*The request*. Reproduce the part of the listing that opens with the line containing "Please locate the green" and closes with the line containing "column 48, row 182", replacing "hillside" with "meadow" and changing nothing else. Leave the pictures out of your answer.

*Data shown*.
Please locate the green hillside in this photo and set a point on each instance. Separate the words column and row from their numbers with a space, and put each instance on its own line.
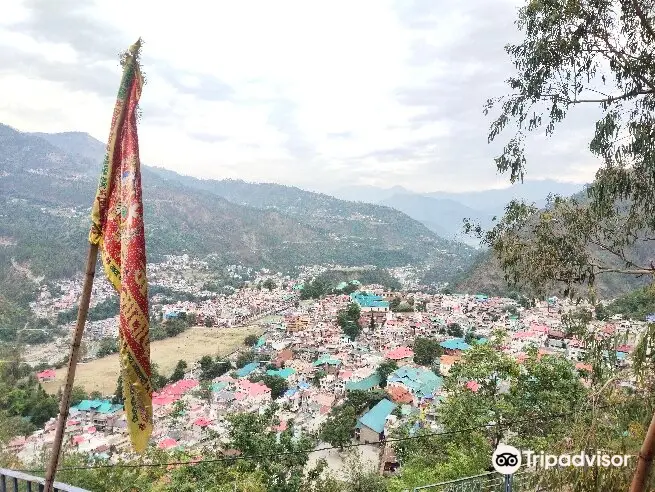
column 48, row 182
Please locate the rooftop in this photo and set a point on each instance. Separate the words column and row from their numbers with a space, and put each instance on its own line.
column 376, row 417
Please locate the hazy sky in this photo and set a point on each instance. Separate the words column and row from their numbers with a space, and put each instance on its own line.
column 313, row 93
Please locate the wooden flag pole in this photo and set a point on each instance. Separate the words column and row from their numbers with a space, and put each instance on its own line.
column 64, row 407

---

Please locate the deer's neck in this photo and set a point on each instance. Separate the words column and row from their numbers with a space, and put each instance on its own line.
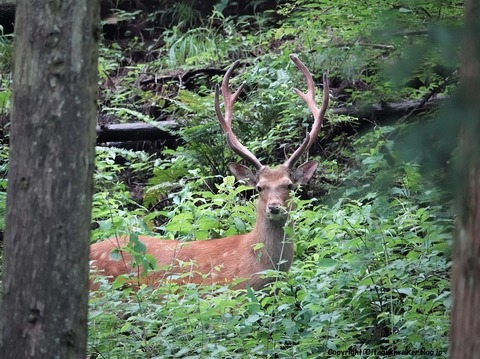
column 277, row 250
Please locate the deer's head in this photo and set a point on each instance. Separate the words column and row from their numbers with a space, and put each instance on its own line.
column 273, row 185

*Correct result*.
Please locate the green meadow in this photo and set a point on each instance. Separate the words column and row from their numbers with a space, and put each instance on its own line.
column 48, row 182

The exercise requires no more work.